(EXERCISE)
All lines from the one with "the climber's outstretched" through the final line of the records below must be written out exactly, with no other text.
════════
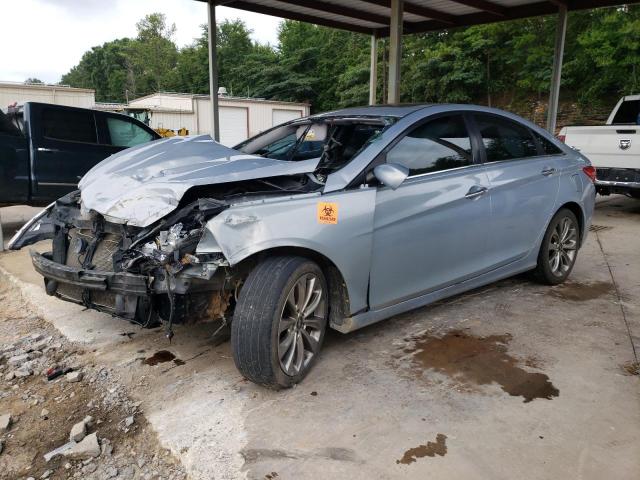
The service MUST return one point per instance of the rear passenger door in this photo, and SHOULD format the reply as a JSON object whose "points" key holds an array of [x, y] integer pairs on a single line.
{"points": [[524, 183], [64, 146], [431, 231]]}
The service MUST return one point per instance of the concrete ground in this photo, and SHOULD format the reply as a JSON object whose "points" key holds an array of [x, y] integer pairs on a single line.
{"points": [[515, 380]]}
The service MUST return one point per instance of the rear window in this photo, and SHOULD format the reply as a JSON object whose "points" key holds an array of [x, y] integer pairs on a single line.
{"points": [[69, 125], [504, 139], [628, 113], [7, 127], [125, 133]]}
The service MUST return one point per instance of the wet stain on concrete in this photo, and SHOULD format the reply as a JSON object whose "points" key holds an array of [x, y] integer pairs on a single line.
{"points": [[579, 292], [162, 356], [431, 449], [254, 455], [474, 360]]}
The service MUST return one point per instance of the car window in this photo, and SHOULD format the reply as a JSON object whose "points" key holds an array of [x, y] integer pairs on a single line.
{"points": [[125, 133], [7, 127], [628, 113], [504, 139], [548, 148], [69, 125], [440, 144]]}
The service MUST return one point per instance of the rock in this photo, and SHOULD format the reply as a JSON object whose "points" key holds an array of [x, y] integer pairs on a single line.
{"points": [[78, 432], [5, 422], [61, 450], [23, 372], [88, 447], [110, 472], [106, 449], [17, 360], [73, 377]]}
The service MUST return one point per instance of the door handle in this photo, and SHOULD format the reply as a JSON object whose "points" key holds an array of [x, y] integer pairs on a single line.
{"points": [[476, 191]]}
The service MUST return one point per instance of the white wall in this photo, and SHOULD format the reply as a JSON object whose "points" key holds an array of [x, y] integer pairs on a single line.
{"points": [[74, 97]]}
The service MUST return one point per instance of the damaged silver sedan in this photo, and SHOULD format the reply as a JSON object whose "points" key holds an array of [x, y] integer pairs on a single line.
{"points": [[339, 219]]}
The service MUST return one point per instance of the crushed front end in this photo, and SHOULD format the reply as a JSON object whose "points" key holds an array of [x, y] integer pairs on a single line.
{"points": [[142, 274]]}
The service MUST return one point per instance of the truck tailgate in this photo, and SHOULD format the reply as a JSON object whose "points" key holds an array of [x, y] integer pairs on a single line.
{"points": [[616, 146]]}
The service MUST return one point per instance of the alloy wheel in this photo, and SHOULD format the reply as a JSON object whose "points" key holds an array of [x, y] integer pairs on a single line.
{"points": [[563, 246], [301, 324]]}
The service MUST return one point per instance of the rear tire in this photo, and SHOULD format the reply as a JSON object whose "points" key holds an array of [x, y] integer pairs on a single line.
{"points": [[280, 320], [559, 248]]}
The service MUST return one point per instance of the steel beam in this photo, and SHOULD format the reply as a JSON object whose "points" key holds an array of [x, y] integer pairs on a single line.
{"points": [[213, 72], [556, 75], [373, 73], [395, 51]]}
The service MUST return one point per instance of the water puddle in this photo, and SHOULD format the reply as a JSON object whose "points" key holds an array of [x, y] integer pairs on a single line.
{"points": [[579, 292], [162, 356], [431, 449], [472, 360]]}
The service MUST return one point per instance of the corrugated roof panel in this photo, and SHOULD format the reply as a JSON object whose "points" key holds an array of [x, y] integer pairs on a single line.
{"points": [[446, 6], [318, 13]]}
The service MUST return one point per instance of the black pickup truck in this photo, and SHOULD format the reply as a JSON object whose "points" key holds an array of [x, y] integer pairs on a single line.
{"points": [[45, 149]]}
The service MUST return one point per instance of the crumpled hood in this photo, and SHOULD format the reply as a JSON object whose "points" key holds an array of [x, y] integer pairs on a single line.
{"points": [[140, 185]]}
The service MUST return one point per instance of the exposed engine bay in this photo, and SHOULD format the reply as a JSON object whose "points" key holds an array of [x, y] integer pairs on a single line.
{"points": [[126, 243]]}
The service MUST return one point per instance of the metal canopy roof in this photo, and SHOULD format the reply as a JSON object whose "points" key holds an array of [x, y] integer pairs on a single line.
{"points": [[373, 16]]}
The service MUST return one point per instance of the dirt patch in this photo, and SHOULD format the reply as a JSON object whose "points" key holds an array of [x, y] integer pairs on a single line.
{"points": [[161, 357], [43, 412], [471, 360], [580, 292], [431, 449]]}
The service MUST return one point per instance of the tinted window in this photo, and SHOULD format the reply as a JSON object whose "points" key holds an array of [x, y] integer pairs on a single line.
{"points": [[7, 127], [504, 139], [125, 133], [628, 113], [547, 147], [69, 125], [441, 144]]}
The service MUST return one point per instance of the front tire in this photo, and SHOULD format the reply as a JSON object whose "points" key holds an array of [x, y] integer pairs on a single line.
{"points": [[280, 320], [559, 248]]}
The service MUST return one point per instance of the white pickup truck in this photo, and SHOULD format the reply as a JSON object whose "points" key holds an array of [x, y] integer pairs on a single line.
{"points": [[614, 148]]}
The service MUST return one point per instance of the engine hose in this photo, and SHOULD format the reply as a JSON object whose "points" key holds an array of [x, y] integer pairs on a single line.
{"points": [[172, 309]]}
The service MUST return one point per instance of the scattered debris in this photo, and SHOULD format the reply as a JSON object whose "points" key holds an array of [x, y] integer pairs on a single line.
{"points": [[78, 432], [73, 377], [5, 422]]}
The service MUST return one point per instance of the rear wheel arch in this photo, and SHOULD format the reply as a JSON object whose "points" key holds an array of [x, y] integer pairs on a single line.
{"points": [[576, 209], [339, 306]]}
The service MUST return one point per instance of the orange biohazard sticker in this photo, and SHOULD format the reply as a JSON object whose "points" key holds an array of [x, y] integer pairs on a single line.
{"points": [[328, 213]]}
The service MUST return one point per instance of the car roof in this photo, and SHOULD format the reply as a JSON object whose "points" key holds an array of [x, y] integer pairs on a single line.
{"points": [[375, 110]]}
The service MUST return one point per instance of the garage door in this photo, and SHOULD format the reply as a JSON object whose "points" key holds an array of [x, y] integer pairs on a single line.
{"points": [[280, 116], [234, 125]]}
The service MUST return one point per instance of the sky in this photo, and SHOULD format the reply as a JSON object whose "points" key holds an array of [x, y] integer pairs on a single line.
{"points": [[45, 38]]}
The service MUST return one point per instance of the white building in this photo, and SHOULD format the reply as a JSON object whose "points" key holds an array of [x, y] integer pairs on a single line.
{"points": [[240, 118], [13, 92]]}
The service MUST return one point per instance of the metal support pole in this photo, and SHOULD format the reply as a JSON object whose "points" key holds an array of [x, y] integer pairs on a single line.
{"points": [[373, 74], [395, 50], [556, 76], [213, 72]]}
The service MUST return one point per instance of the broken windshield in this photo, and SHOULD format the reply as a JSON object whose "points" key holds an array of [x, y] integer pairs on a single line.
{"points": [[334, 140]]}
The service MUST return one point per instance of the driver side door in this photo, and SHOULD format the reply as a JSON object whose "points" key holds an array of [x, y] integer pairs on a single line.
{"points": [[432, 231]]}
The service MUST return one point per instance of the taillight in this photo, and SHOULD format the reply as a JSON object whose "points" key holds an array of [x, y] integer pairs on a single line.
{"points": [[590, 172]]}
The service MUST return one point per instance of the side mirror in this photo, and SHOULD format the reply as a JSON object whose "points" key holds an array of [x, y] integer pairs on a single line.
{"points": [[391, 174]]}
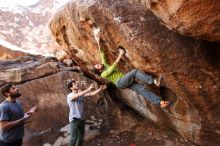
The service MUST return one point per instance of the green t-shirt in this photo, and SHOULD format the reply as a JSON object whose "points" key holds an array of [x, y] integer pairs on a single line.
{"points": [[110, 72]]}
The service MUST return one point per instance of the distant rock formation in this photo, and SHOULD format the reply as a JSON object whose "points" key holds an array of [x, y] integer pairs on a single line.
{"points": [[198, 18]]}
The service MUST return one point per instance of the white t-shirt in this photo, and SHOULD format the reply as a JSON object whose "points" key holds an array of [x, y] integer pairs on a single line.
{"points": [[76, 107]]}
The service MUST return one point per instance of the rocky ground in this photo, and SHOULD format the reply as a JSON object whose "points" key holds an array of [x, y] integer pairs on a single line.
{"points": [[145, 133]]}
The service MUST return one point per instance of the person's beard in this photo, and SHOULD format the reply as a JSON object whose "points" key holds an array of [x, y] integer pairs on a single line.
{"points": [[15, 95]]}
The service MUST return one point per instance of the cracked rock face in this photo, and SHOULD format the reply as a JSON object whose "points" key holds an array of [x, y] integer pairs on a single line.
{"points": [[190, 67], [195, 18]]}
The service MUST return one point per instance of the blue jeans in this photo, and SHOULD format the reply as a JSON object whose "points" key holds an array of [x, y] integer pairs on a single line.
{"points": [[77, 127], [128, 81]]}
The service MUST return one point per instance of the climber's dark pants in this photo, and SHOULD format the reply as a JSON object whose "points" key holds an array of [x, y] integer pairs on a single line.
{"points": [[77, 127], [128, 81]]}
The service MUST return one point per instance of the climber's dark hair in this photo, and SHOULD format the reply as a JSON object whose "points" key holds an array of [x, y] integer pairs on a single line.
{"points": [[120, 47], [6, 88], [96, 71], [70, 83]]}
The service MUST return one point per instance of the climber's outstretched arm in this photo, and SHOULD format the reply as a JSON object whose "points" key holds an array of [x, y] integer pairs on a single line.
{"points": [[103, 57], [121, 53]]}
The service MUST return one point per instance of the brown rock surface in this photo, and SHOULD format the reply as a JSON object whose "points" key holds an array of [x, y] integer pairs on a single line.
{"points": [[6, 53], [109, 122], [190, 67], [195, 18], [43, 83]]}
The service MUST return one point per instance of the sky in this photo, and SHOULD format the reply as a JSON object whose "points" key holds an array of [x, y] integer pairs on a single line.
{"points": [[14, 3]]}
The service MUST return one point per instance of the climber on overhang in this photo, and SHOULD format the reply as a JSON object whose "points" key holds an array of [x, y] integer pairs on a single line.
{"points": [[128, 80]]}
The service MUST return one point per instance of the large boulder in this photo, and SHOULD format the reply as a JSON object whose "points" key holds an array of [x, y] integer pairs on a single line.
════════
(RESULT FOR THIS EXERCISE)
The service MUST return one point per instance of the climber's outstretched arm in this photo, and SHOULD format the reply as a JSON object whose "points" key holds an array of [x, y] integer pairs on a single line.
{"points": [[103, 57], [121, 53]]}
The service MUST return one point per instance of the brown rock surface in this photo, and SHOULD format the reply as a JSON object whose "points" key holds an array of [x, y] integer pairs on a single line.
{"points": [[6, 53], [109, 122], [190, 67], [195, 18], [43, 83]]}
The service MUST return one point per instance of the sky in this photo, and SHOULD format the reply as a JSON object whose "points" key holds an array of [x, y] integer pairs on a single line.
{"points": [[14, 3]]}
The service MUST return one point per instance of the climber on overhang in this photo, and SHOULD format the reply as a JSON object whose "points" key holds an array of [x, y] integer pairs on a single line.
{"points": [[128, 80]]}
The service MUST return one point per instance of the large boulder in this photo, and SHOULD format the reply as a JSON object whose "points" key holds an array of [x, y] integer pairs on a single line.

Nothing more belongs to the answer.